• **What is being asked**
Update every item below by rewriting its lines with "coordinates list" changed to "keypoint list" and nothing else altered. Leave the pictures out of your answer.

• **Data in this exercise**
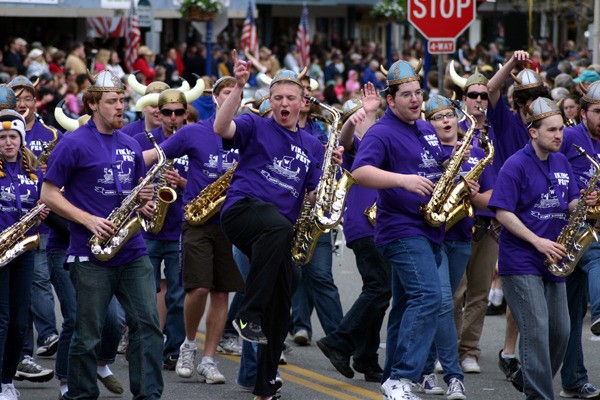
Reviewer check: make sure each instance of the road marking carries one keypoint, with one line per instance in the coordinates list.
(334, 388)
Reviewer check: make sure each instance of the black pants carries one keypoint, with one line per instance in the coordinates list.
(264, 235)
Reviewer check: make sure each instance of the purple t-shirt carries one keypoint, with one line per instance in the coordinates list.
(83, 166)
(393, 145)
(463, 229)
(17, 183)
(356, 223)
(172, 227)
(207, 158)
(276, 165)
(524, 188)
(582, 168)
(135, 127)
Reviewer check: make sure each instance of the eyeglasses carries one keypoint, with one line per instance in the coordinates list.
(409, 95)
(475, 95)
(167, 113)
(440, 117)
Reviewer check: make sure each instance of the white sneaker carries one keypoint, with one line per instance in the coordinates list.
(470, 366)
(186, 360)
(209, 373)
(9, 392)
(393, 389)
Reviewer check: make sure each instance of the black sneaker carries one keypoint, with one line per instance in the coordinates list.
(250, 331)
(170, 362)
(340, 361)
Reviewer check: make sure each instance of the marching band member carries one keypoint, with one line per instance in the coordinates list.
(208, 266)
(20, 182)
(263, 202)
(98, 165)
(534, 193)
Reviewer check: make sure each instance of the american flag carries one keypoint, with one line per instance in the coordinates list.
(302, 40)
(249, 39)
(132, 39)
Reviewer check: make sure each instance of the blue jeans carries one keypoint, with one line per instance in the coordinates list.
(582, 282)
(168, 250)
(540, 311)
(15, 298)
(133, 285)
(455, 257)
(358, 332)
(416, 300)
(317, 290)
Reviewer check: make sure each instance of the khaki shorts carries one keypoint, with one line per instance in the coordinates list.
(208, 260)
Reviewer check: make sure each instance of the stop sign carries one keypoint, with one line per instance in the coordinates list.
(441, 19)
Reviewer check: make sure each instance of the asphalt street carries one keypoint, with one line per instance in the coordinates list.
(310, 376)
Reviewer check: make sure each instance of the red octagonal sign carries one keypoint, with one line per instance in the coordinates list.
(441, 19)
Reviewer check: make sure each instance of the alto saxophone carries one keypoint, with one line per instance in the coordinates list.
(460, 192)
(209, 201)
(577, 235)
(123, 216)
(13, 241)
(45, 154)
(330, 197)
(441, 204)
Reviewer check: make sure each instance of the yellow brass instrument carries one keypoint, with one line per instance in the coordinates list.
(460, 192)
(330, 197)
(209, 201)
(13, 241)
(123, 216)
(45, 154)
(441, 204)
(577, 235)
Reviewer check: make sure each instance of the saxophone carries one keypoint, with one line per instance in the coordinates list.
(122, 216)
(441, 204)
(460, 192)
(45, 154)
(330, 197)
(577, 235)
(209, 201)
(13, 241)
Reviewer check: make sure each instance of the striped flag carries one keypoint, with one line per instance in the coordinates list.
(302, 39)
(249, 39)
(133, 38)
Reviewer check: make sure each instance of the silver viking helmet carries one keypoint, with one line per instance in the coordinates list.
(541, 108)
(591, 94)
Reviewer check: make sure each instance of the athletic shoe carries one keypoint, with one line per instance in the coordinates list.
(470, 366)
(301, 338)
(508, 365)
(28, 370)
(393, 389)
(9, 392)
(586, 391)
(428, 384)
(456, 390)
(250, 331)
(230, 345)
(210, 374)
(112, 384)
(186, 360)
(596, 327)
(49, 346)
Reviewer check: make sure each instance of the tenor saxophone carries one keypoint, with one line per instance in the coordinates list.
(123, 216)
(13, 241)
(210, 200)
(441, 204)
(330, 197)
(577, 235)
(460, 192)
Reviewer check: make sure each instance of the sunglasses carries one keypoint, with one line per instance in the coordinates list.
(167, 113)
(475, 95)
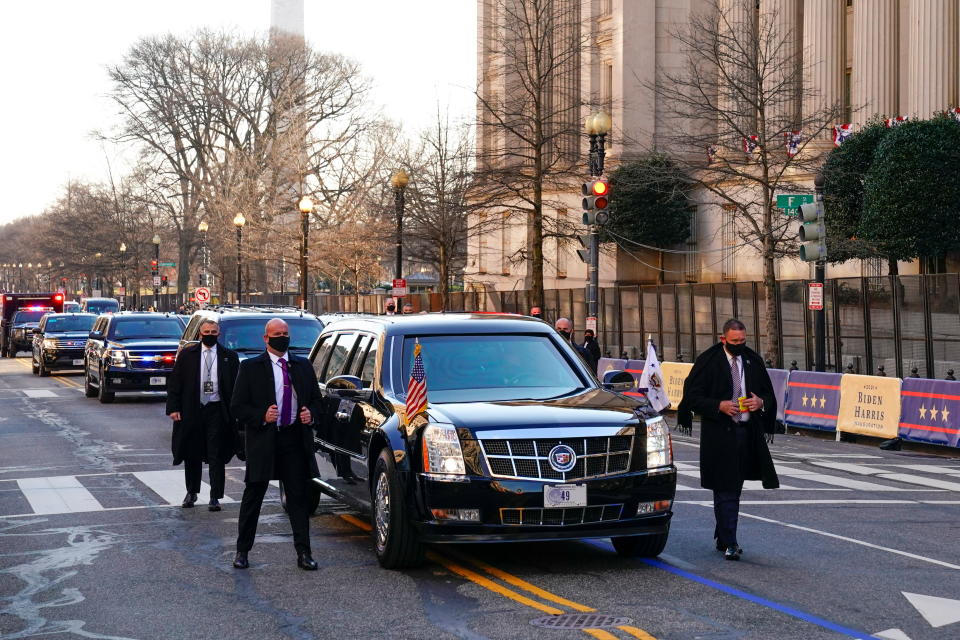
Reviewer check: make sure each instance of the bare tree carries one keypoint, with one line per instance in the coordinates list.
(735, 125)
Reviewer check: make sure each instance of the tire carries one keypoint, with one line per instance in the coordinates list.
(104, 396)
(394, 538)
(641, 546)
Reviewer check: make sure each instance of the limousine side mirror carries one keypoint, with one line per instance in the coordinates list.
(617, 380)
(348, 387)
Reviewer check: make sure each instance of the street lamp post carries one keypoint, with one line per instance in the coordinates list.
(156, 271)
(597, 127)
(239, 221)
(399, 180)
(306, 208)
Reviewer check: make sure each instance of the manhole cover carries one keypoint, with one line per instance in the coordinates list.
(579, 621)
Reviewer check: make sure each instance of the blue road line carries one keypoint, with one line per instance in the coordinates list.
(776, 606)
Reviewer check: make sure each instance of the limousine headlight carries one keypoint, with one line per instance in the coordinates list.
(659, 447)
(441, 450)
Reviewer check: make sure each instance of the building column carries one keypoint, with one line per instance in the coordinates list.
(875, 59)
(933, 56)
(823, 27)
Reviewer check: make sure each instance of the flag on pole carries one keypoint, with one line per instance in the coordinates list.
(652, 380)
(417, 389)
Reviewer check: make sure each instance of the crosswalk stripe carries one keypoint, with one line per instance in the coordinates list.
(169, 486)
(57, 494)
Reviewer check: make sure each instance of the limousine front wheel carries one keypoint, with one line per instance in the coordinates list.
(394, 536)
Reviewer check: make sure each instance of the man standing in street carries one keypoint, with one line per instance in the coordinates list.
(198, 401)
(276, 400)
(731, 390)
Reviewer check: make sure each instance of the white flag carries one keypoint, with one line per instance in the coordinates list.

• **Complete response**
Reviewer check: make sure each instance of the road marking carries one keypoint, with one line per instance in the keypoint list.
(334, 388)
Reviewer check: make sure each instance of the black pants carries one keypoint, with one line per instance in the keypoint list.
(264, 235)
Reviewer check: make sure each instance of the purple t-shirt carries one keypoint, with one line per instance in the keypoint list.
(83, 166)
(393, 145)
(463, 229)
(17, 183)
(356, 223)
(172, 227)
(207, 158)
(276, 165)
(524, 188)
(582, 168)
(135, 127)
Reviewer check: make sure each instance of the eyeglasses carries one keypoint, with one line per instance in the keypoint list.
(409, 95)
(475, 95)
(167, 113)
(440, 117)
Reviewer check: make sure each instance of the white sneaker carries one keypoint, with one line per instance in the keypoint list.
(470, 366)
(186, 360)
(209, 373)
(9, 392)
(393, 389)
Reviewer check: make sure each instance of the black sneaker carries one keypoint, with one line per instance in the keypoint list.
(250, 331)
(170, 362)
(340, 361)
Reviewer check: make sure each instance of the marching band member carries one keypoint, with one line per instance in the keypoint list.
(208, 266)
(20, 182)
(263, 202)
(98, 165)
(534, 193)
Reviewer check: make sure each instance of the american flag carries one keypoint, with one line per instance in the keypoint list.
(302, 40)
(249, 39)
(132, 39)
Reviewer check: make sure each instance of the blue jeans carries one keypoint, with one line per instance in the keypoint list.
(582, 282)
(168, 250)
(540, 311)
(15, 298)
(133, 285)
(455, 257)
(358, 332)
(416, 300)
(317, 290)
Reviewer check: make sure each instance of the khaki shorts carries one keypoint, with one line per instance in the keypoint list.
(208, 260)
Reviewer check: make sure each instance of the stop sign carries one keypoint, with one line per instance in the keypoint list.
(441, 19)
Reviewer check: make sure each instance of the asphalt street carries one keypoint, with one line per instance in the keypoint list.
(310, 376)
Reviewer check: make sure each instance of the red octagonal sign carries one keypoint, with one line per instance in the keypoint list.
(441, 19)
Reviewer check: make sure each instance of the alto saxophone carries one keypoint, with one line per instance in the keypoint list.
(460, 192)
(209, 201)
(577, 235)
(123, 216)
(13, 241)
(45, 154)
(330, 197)
(441, 204)
Reviewer check: make sure each instance of the yellow brass instrument carries one keypoint, with one line per instance in the keypoint list.
(460, 192)
(330, 197)
(209, 201)
(13, 241)
(123, 216)
(45, 154)
(441, 204)
(577, 235)
Reviewer check: make sure each instance of the saxophone carries one keypoint, with one line per instance in the keypoint list.
(122, 216)
(441, 204)
(460, 192)
(45, 154)
(330, 197)
(577, 235)
(209, 201)
(13, 241)
Reviewer check: make sure each instance of the striped flag carries one keypoint, with one line per instance in the keypoint list.
(302, 39)
(249, 39)
(133, 38)
Reviewer check: make sure each instance of the silver viking helmet carries one keypoint, with one line per instance in the keypoint list.
(541, 108)
(591, 94)
Reviewer check: make sure each instance of the athletic shoe carries one keypoint, with one line per instance in the keypoint list.
(470, 366)
(301, 338)
(508, 365)
(28, 370)
(393, 389)
(9, 392)
(586, 391)
(428, 384)
(456, 390)
(250, 331)
(230, 345)
(210, 374)
(112, 384)
(186, 360)
(596, 327)
(49, 346)
Reviewer check: make sure each instance of the tenor saxophone carries one keypoint, with one line per instance in the keypoint list.
(123, 216)
(13, 241)
(210, 200)
(441, 204)
(330, 197)
(577, 235)
(460, 192)
Reviewer check: make sure each instance of the sunglasses carries one keypoint, with one line per instance in the keypoint list.
(167, 113)
(475, 95)
Reviewer check: make sure each instance of the bare tree carries one keypoint, with one line per instance in the keypoint list.
(735, 125)
Reviewer check: make sure each instance of the tire carries one keypoint, with one line per instance in the keypoint list.
(104, 396)
(394, 538)
(641, 546)
Reviewer check: make sure each instance of the limousine side mirror carries one keypoint, with one line per instance in the keypoint list.
(617, 380)
(348, 387)
Reviewer check: make sure each instance of the street lamp post carries one keypoint, with one line per instance in the keypoint list.
(156, 271)
(597, 127)
(239, 221)
(399, 180)
(306, 208)
Reviewer check: make sure each instance of the manhole cover carries one keypoint, with one line per instance in the keypoint list.
(579, 621)
Reviewer check: make sure each instance of the blue road line carries one keypoint, with one line per instance in the keypoint list.
(776, 606)
Reviewer check: make sure each instance of the limousine headlight carries one keypoint, with one line per instance in the keypoint list.
(659, 447)
(441, 450)
Reviewer check: make sure each instance of the building column carries one keypoint, with one line per instance in the keypoint list.
(875, 59)
(933, 56)
(823, 27)
Reviewer check: make sure each instance of the flag on pole carries one keypoint, with one line per instance in the keypoint list.
(652, 380)
(417, 389)
Reviewer check: make sure each instance of the crosswalk stripe carries one keypoint, with one line per instance in the keypoint list.
(169, 486)
(57, 494)
Reviewer check: make sure each instance of the limousine front wheel carries one keypoint, with one line per instance in the keypoint list.
(394, 536)
Reviewer check: make sure each instance of the man standing in street carries one keypoint, with one line per instance in the keypoint list.
(198, 401)
(276, 400)
(731, 390)
Reviewer check: make sure each instance of the white flag carries one keypoint, with one line per instance in the keypoint list.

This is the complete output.